PROBLEM REQUIREMENTS – Two lines mark the range in the entries below: the one holding "Target: submerged rock" and the one holding "Exercise. Point out every instance of the cloud". Set down those two and all lines between them, exactly.

(Point localization data)
==========

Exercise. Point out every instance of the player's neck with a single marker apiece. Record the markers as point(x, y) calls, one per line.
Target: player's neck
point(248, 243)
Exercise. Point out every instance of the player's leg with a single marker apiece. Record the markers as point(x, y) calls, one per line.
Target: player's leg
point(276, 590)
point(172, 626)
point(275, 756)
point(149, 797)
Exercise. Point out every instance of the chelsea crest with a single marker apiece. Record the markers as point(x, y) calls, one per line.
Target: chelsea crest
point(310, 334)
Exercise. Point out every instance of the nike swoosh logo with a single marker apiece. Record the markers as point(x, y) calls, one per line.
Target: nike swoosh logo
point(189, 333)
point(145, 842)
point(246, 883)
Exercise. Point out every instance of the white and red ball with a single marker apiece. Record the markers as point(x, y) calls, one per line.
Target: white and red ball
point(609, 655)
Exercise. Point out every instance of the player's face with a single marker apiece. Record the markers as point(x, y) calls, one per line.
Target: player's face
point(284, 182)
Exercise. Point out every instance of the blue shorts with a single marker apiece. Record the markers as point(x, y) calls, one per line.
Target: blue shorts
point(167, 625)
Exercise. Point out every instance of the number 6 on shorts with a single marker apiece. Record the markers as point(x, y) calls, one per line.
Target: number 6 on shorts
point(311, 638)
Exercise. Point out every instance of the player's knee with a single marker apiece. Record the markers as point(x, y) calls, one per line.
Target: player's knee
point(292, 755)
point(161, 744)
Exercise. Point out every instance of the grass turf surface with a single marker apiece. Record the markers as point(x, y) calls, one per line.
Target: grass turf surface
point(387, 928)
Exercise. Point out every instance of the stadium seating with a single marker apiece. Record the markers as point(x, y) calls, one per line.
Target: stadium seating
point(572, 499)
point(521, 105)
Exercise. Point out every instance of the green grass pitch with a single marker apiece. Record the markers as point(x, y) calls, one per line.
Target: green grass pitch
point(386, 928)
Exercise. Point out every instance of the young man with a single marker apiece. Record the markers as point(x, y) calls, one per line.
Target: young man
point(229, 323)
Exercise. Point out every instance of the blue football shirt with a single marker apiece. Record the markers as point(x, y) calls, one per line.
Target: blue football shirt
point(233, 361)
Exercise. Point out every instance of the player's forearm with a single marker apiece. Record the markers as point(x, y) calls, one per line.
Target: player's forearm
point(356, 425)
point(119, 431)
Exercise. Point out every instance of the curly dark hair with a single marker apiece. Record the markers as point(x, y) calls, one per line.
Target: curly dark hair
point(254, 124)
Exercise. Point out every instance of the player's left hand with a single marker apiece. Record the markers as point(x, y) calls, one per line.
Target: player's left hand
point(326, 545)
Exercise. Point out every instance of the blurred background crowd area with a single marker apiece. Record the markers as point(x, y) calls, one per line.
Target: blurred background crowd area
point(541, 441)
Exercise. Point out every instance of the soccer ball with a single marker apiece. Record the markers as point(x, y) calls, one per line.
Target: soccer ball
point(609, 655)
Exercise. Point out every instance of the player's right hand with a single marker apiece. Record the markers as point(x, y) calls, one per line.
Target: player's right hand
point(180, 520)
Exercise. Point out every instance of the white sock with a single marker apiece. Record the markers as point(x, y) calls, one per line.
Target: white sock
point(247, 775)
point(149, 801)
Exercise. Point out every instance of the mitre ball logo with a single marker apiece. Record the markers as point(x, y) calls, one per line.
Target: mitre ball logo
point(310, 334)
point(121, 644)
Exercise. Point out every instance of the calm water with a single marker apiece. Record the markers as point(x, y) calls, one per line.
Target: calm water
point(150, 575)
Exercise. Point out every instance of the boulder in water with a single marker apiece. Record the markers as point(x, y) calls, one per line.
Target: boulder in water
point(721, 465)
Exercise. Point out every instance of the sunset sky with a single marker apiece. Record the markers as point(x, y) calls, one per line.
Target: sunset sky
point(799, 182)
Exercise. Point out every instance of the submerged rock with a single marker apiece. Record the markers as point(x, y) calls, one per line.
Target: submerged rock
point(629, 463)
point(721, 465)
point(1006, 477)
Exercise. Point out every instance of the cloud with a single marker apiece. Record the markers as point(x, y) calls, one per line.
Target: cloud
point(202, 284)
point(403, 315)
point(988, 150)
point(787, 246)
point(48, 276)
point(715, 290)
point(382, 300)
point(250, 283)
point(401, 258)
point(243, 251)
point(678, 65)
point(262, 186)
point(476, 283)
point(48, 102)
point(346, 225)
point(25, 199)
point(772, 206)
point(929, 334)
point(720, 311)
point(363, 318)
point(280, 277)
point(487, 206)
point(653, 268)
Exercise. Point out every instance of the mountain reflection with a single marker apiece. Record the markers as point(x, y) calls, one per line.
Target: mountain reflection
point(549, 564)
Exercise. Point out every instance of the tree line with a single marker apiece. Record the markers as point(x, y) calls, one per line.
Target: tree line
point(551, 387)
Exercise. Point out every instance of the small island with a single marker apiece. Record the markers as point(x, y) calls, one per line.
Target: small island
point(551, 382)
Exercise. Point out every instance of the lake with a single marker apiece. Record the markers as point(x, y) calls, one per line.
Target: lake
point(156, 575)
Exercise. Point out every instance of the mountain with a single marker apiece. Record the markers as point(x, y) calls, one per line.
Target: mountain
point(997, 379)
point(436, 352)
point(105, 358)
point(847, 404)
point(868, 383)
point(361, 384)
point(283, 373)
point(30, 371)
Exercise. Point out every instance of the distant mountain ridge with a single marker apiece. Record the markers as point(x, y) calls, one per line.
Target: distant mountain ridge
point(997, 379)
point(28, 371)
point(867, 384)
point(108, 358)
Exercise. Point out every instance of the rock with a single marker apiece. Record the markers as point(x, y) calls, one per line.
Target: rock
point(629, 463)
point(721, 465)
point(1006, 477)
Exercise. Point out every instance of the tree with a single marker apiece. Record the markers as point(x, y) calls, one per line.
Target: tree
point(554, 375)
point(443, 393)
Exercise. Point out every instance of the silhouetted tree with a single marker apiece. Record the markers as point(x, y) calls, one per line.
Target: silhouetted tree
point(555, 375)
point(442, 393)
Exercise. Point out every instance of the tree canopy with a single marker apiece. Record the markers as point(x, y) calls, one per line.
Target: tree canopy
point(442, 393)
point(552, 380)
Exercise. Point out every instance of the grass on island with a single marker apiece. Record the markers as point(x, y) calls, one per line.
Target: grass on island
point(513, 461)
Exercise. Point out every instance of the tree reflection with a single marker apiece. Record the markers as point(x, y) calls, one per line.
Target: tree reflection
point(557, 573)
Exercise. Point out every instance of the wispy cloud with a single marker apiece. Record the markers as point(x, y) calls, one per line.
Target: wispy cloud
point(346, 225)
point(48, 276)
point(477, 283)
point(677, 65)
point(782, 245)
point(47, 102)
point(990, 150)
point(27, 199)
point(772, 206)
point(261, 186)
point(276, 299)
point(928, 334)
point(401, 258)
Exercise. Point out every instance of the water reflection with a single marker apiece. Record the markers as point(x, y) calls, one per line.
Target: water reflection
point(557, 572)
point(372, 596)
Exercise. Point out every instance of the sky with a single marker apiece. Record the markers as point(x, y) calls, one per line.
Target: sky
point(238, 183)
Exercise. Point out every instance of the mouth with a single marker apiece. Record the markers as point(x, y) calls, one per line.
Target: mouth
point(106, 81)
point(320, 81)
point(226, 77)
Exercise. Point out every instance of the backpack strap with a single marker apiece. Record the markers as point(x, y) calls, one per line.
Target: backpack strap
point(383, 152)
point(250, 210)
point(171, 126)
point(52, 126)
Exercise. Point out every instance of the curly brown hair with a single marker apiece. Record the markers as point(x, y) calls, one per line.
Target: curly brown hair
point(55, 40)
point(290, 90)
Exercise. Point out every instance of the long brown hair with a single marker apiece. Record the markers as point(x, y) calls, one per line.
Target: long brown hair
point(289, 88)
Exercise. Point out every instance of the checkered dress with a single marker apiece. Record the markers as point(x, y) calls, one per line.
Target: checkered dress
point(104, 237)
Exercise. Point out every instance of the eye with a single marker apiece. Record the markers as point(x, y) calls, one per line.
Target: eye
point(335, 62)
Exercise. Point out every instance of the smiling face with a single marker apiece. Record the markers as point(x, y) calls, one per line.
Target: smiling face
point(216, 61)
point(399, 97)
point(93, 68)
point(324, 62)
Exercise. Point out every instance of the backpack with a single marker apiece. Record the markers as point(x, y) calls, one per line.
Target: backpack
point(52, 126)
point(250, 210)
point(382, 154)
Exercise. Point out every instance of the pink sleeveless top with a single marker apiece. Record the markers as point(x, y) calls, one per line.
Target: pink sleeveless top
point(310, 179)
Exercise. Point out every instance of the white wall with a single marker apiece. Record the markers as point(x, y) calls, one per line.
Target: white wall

==========

ANSWER SECTION –
Target: submerged rock
point(629, 463)
point(721, 465)
point(1006, 477)
Exercise. Point out every instance of the cloud with a single marker apiece. Record the markers as point(x, y) calls, one per line.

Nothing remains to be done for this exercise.